··· Extract provided ···

You will have heard of the Ring of Fire – the northern Ontario’s hot prospect mining area improbably named after a 1960s Johnny Cash song.

It’s been flagged as a hot prospect mining area for nearly 20 years, but has faced headwinds. The area is Indigenous traditional territory, remote, roadless, and globally important for peatlands/wetlands that are an irreplaceable carbon sink.

These days, Ring of Fire development is receiving some enthusiastic promotion, especially by Ontario Premier Doug Ford. His government has been busy eliminating provincial environmental law barriers, moving to make the Ring of Fire a “special economic zone” and pushing federal support for roads, transmission lines and expedited mining approvals.

Despite all the hurry-up moves, however, the extent and timing of any Ring of Fire mining remains anyone’s guess. No mine proposals are currently on the table and while proposed community and mining access roads are well advanced in the assessment process, completed roads are not expected for another decade or more. Mining will follow, if it happens at all.

Maybe speedy approvals will shorten the time frame a little. Or maybe neglect of social and environmental side-effects and breezy attention to Indigenous rights will spur court actions and other resistance to slow it all down.

In any event, there has been and remains time for the quite different approach that has been quietly underway in an extraordinary regional assessment in the Ring of Fire area itself.

Since January, fifteen First Nations communities in the Ring of Fire area – the people most likely to be affected by Ring of Fire development’s positive and adverse effects and legacies – have been working in partnership with the Impact Assessment Agency of Canada to identify the future they want, how to make change in that direction more likely and how to avoid undesirable change.

The work is guided by a ground-breaking Terms of Reference, negotiated by the partners. Essentially it sets out basic regional priorities and uses them to evaluate scenarios of possible regional futures.

···

### Prompt 1
According to the Ring of Fire article, why has the area faced headwinds despite being flagged as a hot prospect for nearly 20 years?

··· Data to process ···

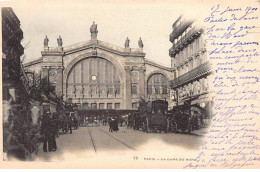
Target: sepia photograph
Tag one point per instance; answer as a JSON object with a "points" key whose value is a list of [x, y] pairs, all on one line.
{"points": [[131, 84]]}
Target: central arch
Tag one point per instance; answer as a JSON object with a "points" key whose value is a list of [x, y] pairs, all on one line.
{"points": [[96, 83]]}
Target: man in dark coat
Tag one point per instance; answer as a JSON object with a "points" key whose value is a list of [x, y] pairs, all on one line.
{"points": [[53, 131], [45, 130], [70, 123]]}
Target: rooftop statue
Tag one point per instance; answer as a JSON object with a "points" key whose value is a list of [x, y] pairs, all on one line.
{"points": [[59, 41], [127, 41], [46, 41], [93, 30], [140, 43]]}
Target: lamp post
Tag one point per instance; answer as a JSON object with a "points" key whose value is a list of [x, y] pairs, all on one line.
{"points": [[191, 92]]}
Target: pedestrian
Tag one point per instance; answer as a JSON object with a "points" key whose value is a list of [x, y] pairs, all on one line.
{"points": [[70, 121], [45, 130], [52, 134]]}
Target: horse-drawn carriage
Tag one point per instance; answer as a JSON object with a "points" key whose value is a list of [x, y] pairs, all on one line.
{"points": [[152, 116]]}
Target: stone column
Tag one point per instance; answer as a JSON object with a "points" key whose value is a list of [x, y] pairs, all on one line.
{"points": [[59, 84], [141, 82], [45, 71], [128, 87]]}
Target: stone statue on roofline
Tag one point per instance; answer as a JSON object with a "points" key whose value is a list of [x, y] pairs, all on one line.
{"points": [[46, 41], [93, 31], [59, 41], [140, 43], [127, 41]]}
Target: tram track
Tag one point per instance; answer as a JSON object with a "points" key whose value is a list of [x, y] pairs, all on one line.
{"points": [[119, 141], [110, 136], [92, 140]]}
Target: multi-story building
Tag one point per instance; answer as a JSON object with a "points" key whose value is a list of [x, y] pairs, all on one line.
{"points": [[15, 81], [98, 75], [190, 64]]}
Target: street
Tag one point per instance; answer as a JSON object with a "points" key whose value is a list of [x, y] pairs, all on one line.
{"points": [[95, 140]]}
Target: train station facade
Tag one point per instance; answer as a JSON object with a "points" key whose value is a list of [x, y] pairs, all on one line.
{"points": [[98, 75], [190, 65]]}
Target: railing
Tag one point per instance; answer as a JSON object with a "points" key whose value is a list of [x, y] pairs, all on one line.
{"points": [[198, 72], [177, 31], [184, 39]]}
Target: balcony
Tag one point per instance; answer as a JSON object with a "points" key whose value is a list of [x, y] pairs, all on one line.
{"points": [[177, 31], [188, 37], [193, 75]]}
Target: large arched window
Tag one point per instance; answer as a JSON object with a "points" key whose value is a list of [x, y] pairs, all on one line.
{"points": [[157, 84], [93, 77]]}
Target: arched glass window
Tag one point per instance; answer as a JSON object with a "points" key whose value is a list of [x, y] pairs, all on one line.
{"points": [[134, 89], [157, 84]]}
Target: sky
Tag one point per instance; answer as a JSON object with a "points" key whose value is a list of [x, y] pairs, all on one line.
{"points": [[150, 20]]}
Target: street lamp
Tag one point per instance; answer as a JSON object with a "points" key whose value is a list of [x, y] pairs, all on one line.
{"points": [[191, 93]]}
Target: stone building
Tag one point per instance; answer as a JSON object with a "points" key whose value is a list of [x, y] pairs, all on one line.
{"points": [[190, 64], [99, 75], [14, 78]]}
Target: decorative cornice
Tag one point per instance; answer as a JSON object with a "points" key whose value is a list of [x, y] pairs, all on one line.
{"points": [[203, 70]]}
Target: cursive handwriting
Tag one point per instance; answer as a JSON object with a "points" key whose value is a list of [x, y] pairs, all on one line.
{"points": [[233, 140]]}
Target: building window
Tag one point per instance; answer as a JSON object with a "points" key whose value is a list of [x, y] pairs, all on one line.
{"points": [[117, 89], [117, 106], [109, 106], [134, 89], [150, 89], [101, 106], [159, 83], [157, 89], [93, 106], [164, 88], [134, 106]]}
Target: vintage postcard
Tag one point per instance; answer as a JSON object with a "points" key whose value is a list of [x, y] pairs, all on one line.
{"points": [[130, 84]]}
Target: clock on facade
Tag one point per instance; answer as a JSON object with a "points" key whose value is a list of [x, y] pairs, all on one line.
{"points": [[94, 77], [135, 77]]}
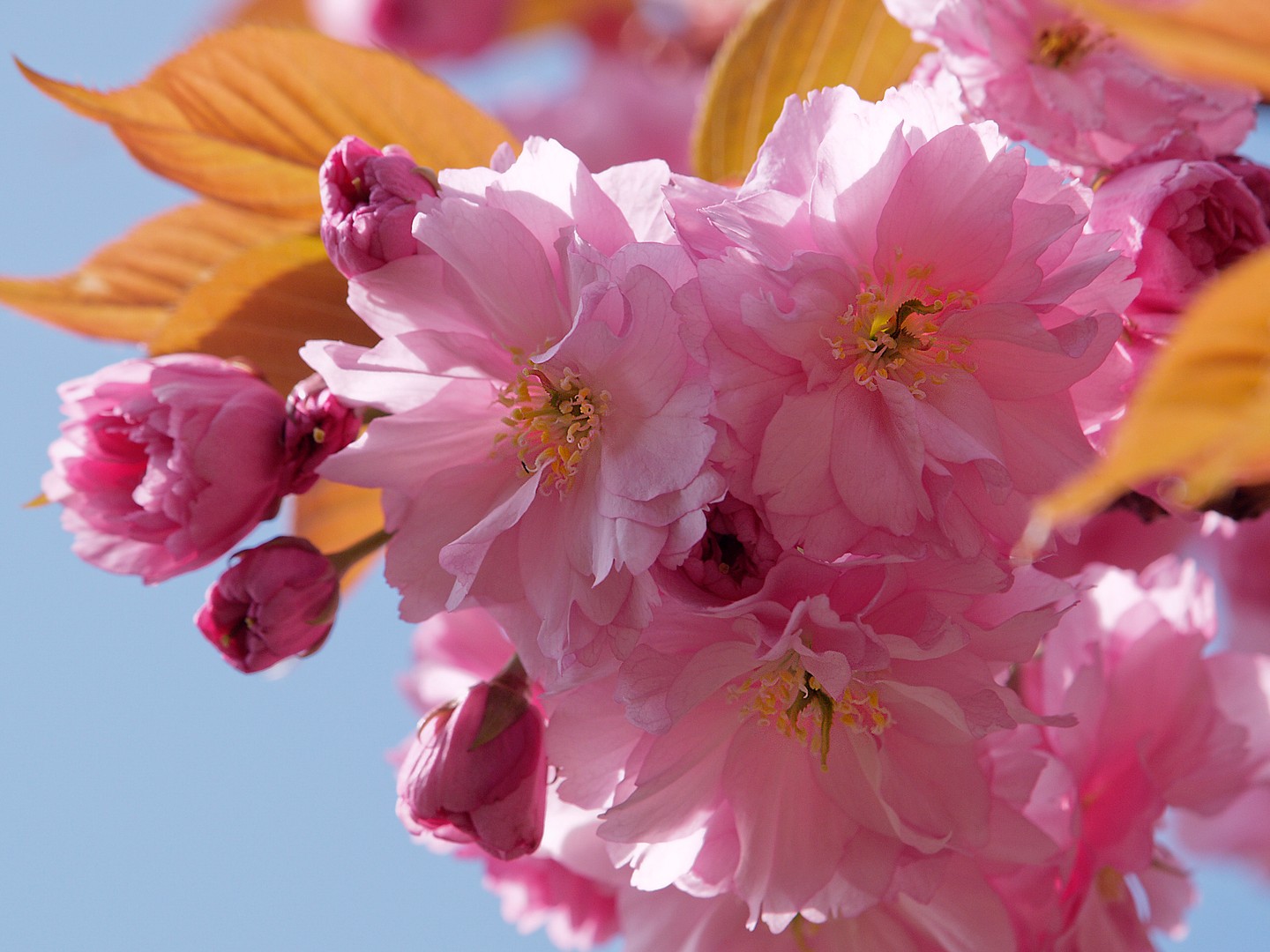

···

### Prompt 2
In the records, swap "window" for "casement" from the line holding "Target: balcony" through the end of the records, inclusive, and change nothing else. Leave the pictures out.

### Exercise answer 1
The area is Indigenous traditional territory, it is remote and roadless, and its peatlands and wetlands are globally important as an irreplaceable carbon sink.

### Exercise answer 2
Target: balcony
Tag one point per instance; answer as a JSON object with a "points" key whose value is a list of [x, y] pairs, all on one line.
{"points": [[177, 31], [188, 37], [193, 75]]}
Target: large arched casement
Tag one point per instance; answer as a JSON object with a "points" key whose value is a list of [x, y] pairs, all on one line.
{"points": [[157, 84], [93, 77]]}
Target: arched glass casement
Tag one point per instance; answer as a JSON object with a "points" key whose value is a list of [x, y] pairs, all on one line.
{"points": [[134, 89], [157, 84]]}
Target: sky
Tag one point per instance; answer as a JSON object with a "points" key whose value is a list of [x, y] pairs, all on one line.
{"points": [[150, 20]]}
Target: street lamp
Tag one point per instance; answer as a JSON object with a "points" key whose value is a list of [x, y] pairs, all on one line.
{"points": [[191, 93]]}
Target: stone building
Tag one point per instance; answer as a JSON object with a "points" key whose value is a list of [x, y] pairs, all on one line.
{"points": [[190, 64], [99, 75], [14, 78]]}
Target: decorative cornice
Tag one point per instance; answer as a JSON object with a "points" key whose value is a list of [x, y] pairs, all on one line.
{"points": [[203, 70]]}
Target: cursive handwriting
Tag one point per instance; answer as a JSON object with a "points" key whose value is a list of [x, y] pairs, all on one line.
{"points": [[233, 140]]}
Target: building casement
Tag one point per instance; answer as a JSON object with a "points" key whose value is a list of [x, y] pairs, all on one line.
{"points": [[117, 89], [117, 106], [109, 106], [134, 89], [150, 89], [101, 106], [159, 83], [157, 89], [93, 106], [164, 88], [134, 106]]}
Target: vintage postcard
Tag one point per instance; answer as a JSON object with a "points" key whose value is a list of [x, y] pairs, all on one line.
{"points": [[130, 84]]}
Target: clock on facade
Tag one point per instance; answer as a JSON object with a "points" key whose value is a list of [x, y] pairs, all on one line.
{"points": [[94, 77], [135, 77]]}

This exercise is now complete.